==== TASK INPUT
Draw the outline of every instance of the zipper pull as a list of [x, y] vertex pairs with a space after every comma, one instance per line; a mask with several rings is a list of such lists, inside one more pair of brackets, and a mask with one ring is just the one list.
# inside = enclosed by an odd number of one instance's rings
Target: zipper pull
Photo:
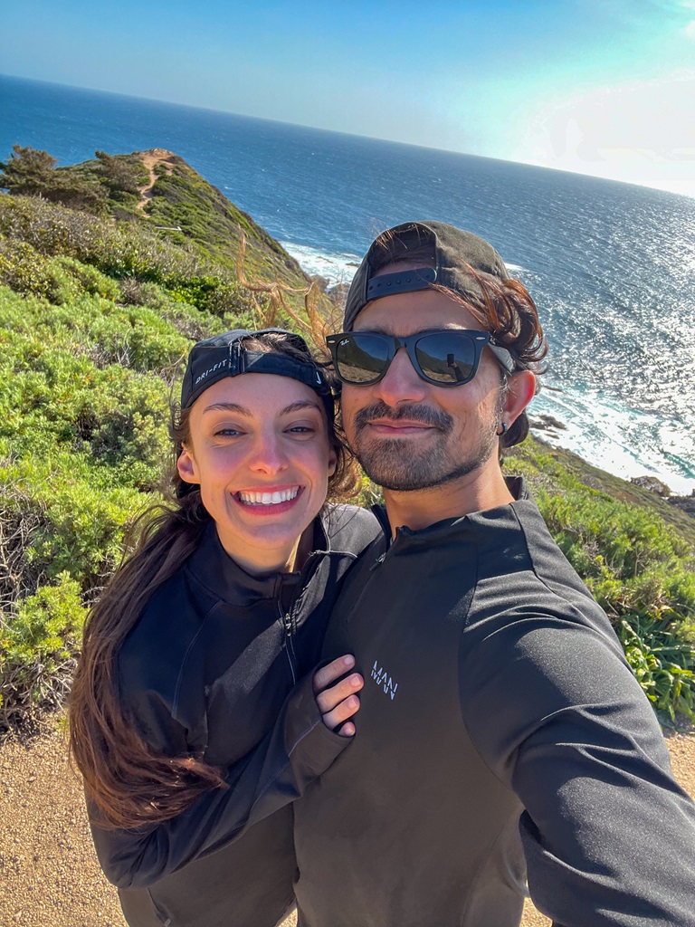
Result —
[[384, 553], [382, 553], [381, 556], [377, 557], [374, 563], [370, 566], [369, 568], [370, 573], [373, 572], [373, 570], [375, 570], [377, 566], [381, 566], [381, 565], [384, 563], [385, 559], [386, 559], [386, 553], [385, 551]]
========
SET PROBLEM
How many lines in the material contain the string "rings", counting only case-sensitive matches? Reply with the number alone.

WRITTEN ANSWER
2